Extracted information:
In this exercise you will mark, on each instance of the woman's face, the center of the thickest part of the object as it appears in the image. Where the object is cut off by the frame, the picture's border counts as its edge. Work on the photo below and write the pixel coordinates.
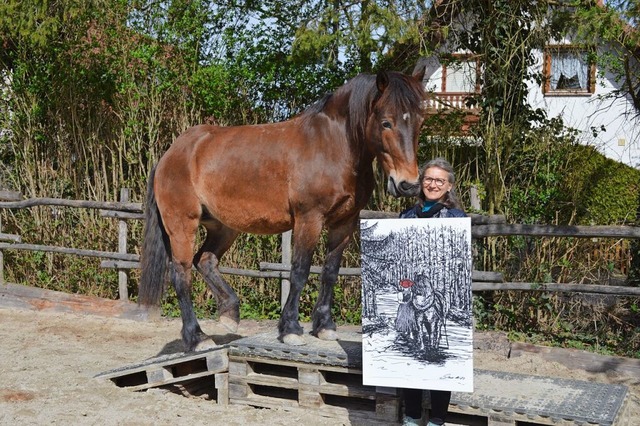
(435, 184)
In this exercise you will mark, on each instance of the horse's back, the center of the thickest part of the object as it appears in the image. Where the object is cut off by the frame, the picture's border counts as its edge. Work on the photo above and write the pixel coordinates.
(253, 178)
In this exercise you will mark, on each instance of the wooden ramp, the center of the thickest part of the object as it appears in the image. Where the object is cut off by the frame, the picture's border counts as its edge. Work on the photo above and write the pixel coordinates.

Given instruction:
Reproduce every one of the entries above word for word, leaving the pictures out.

The output:
In this exercise you will mark, on each instance of the woman's face, the center of the thickest part of the object as it appears in the image. Where the object is cut off by the frame, the picture's border counts as its edge. Work on the photo below and write the pixel coordinates.
(435, 184)
In this exercise you will mark, on each instance of the horse's back, the center of the thickest part of the object as it appears in the image. Where the object is cut off by the frame, the picture's border counts as its edge. Work on the photo above and write the pixel coordinates.
(253, 178)
In this exercise you will mark, on each instance of the wooden ramp, the center of the thickest part of the object as it appears in the image. Where the object is cut off by the frame, the picture's border counts as its edge. Work on the photo above and write the pixel coordinates.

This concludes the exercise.